→ DOCUMENT SEGMENT
________

Part of the force behind new legislation.¶
As well as their direct and tireless interventions with young prisoners, Grandir Dignement is supporting the fight to fast-track legislation to significantly improve the welfare of minors in prison. Its work on alternative measures in close collaboration with the Ministry of Justice have led to the setting up of a probation service, currently in an experimental phase. Its various pleas facilitate a clearer understanding of the situation of juveniles in detention and constitute the documentation and resources necessary for the repeal of new measures and even laws. The association is based on an arsenal of legal, pedagogical and universal tools, such as the Convention on the Rights of the Child, or the United Nations Guidelines for the Prevention of Juvenile Delinquency.
“In fact, we’ve been an active player in the publication of new legislation on minors in conflict with the law in Madagascar, which includes a reduction in detention warrants, alternative measures to detention and the fact that a judge needs to justify any detention of a minor. In Antananarivo there are only four judges for juvenile offenders, which is too few. “As a result, justice often lacks time and means,” says Hélène Muller, who is also behind the creation of the comic strip ‘My rights in prison’ in Malagasy.
Since January 2016, in partnership with the NGO, ‘Prisonniers Sans Frontière’ (PRSF), Grandir Dignement is starting a new programme in Niger with approximately 170 minors in prison in the six institutions where the two associations have a presence. With the same aims in mind, the association has also recently established itself in France, where 700 minors are detained in various institutions.

________

→ OBJECTIVE 1
In the article on minors in prison, why does justice often lack time and means in Antananarivo? Answer in one to three sentences.
→ OBJECTIVE 2
Rewrite the entries from the line containing "Please indicate the green" through the end of the entries, swapping "jersey" for "shirt" and leaving all else unchanged.

→ MATERIAL PROVIDED
________

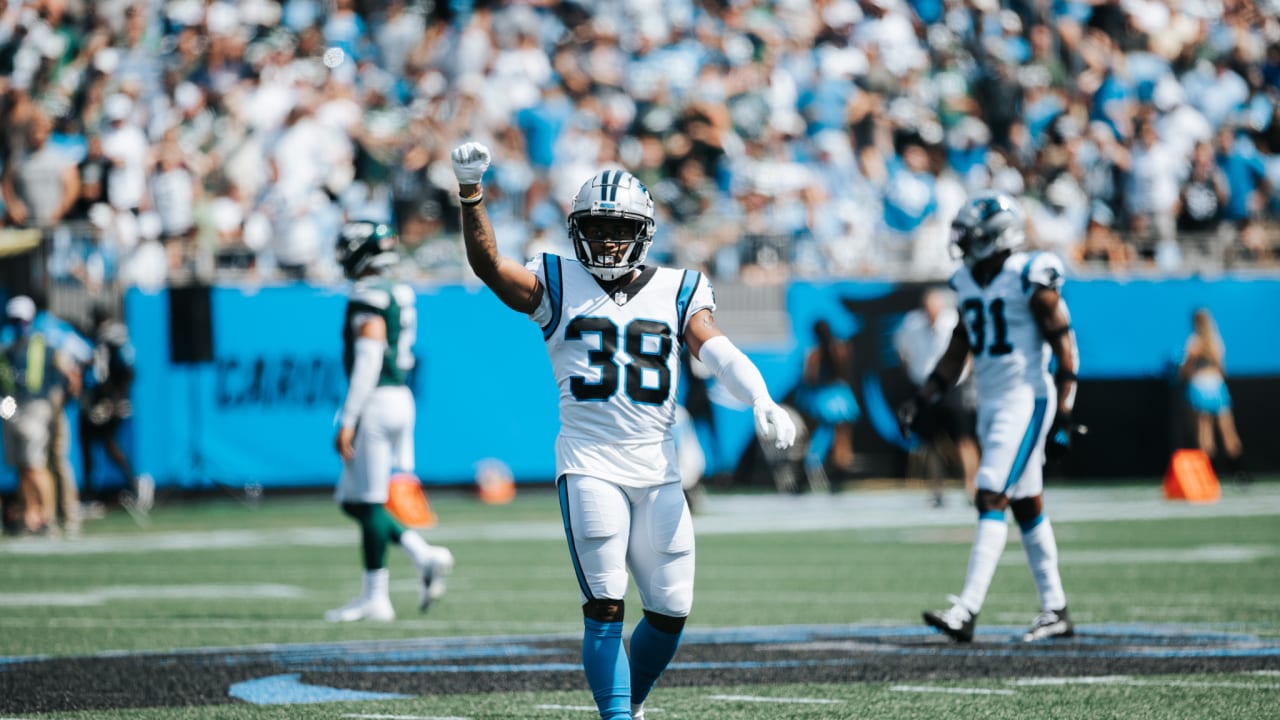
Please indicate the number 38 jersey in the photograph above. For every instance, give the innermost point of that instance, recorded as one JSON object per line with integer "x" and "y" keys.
{"x": 1008, "y": 347}
{"x": 616, "y": 359}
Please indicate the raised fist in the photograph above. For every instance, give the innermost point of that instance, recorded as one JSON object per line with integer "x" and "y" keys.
{"x": 470, "y": 162}
{"x": 773, "y": 423}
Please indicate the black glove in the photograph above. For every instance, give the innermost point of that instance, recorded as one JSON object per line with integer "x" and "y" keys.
{"x": 908, "y": 413}
{"x": 1060, "y": 436}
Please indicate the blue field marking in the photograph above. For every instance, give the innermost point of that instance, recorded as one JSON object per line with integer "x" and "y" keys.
{"x": 289, "y": 689}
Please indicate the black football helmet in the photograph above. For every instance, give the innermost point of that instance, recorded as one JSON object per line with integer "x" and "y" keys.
{"x": 986, "y": 224}
{"x": 365, "y": 245}
{"x": 612, "y": 206}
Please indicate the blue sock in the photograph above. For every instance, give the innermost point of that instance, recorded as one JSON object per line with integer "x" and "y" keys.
{"x": 607, "y": 671}
{"x": 652, "y": 651}
{"x": 819, "y": 443}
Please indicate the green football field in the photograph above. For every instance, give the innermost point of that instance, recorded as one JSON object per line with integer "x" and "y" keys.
{"x": 807, "y": 607}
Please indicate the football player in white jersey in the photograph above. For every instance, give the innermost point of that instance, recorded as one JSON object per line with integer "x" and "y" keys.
{"x": 615, "y": 328}
{"x": 1013, "y": 322}
{"x": 375, "y": 432}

________

→ CORRECT RESPONSE 1
Antananarivo has only four judges for juvenile offenders, and the article calls that too few. As a result, justice often lacks time and means.

→ CORRECT RESPONSE 2
Please indicate the green football field in the photograph above. For every instance, give the innermost point of that instance, recorded as one JSON object per line with integer "x" and "y" keys.
{"x": 807, "y": 607}
Please indicate the football player in white shirt in the photograph above. For every instance, give the innermost point of that instance, recorded as one JSON object per line with integer "x" and "y" keys.
{"x": 615, "y": 328}
{"x": 1013, "y": 322}
{"x": 375, "y": 432}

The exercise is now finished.